TASK DIRECTIONS
From the records below, set down exactly the lines starting with the line that contains "Target: turbine blade" and going on through the line that contains "Target: bare shrub". Nothing else is wanted.

DATA EXTRACTS
........

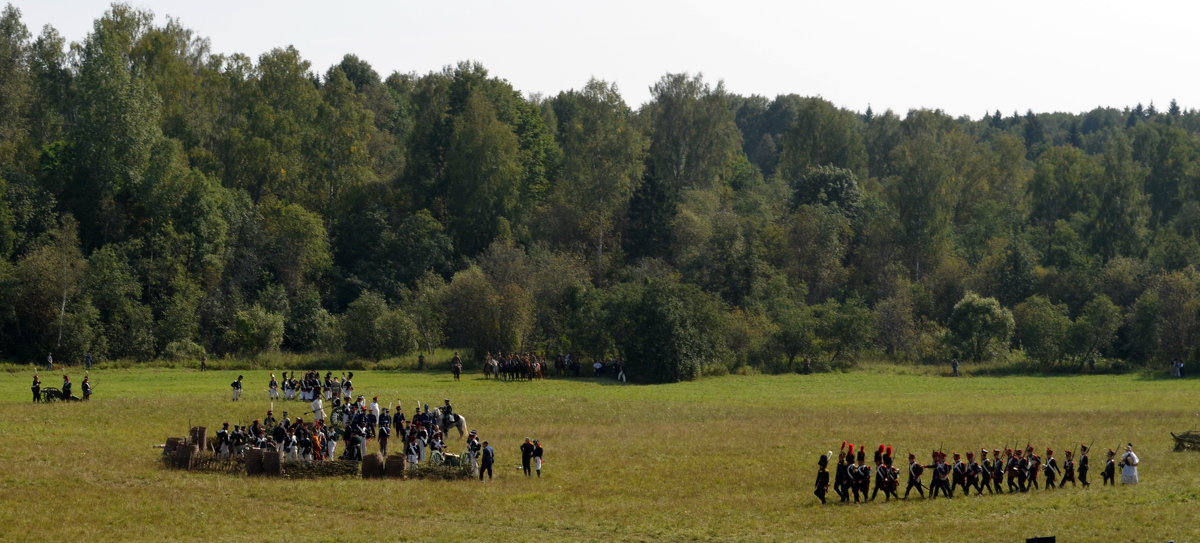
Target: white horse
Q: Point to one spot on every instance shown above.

........

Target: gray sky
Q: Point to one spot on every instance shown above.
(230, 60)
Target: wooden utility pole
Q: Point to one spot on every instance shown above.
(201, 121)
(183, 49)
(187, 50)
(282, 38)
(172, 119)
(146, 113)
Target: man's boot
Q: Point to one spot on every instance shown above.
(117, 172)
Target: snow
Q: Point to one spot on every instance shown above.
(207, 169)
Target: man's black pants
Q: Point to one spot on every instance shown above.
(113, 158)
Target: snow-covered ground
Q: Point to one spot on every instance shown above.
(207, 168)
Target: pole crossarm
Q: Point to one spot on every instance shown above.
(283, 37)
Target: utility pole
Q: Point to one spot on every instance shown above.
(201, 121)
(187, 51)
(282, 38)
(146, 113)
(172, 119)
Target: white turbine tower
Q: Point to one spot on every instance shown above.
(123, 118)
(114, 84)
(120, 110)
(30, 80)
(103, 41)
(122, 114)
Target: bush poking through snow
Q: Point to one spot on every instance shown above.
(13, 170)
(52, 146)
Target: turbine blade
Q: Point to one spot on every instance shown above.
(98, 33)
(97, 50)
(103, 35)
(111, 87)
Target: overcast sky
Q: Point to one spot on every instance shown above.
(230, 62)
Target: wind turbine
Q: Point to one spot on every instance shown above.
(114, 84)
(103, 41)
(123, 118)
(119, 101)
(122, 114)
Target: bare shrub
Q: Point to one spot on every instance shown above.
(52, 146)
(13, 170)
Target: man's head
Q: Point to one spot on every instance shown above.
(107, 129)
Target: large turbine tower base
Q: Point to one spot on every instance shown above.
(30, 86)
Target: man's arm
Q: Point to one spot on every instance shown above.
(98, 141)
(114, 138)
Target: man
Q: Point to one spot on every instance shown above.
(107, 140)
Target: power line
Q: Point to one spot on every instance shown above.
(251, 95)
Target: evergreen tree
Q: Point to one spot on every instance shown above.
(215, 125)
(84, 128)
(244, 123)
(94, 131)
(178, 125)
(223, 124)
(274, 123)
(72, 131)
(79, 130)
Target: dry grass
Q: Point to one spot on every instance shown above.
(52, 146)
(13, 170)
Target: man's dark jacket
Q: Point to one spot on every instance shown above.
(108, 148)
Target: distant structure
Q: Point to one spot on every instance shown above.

........

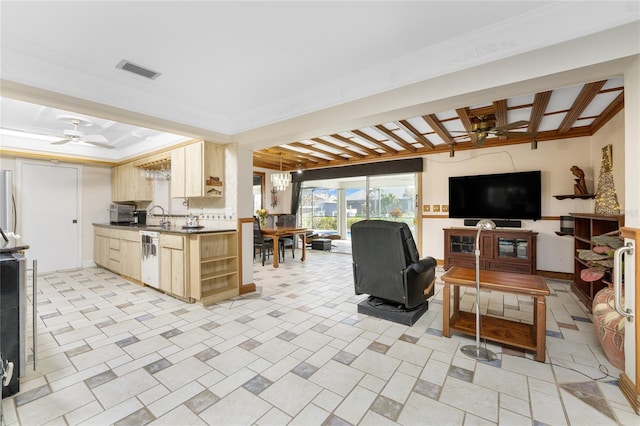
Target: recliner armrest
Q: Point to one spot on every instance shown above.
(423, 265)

........

TASK OUTPUT
Target: turbine blade
Q: Point to one spot on every instance shown above.
(98, 33)
(97, 50)
(103, 35)
(111, 87)
Target: overcast sky
Q: Point to one spot on every instance shown above.
(230, 62)
Target: wind turbine
Q: Point to one spot on every instance shown above.
(114, 84)
(103, 41)
(123, 118)
(119, 101)
(122, 114)
Target: bare shrub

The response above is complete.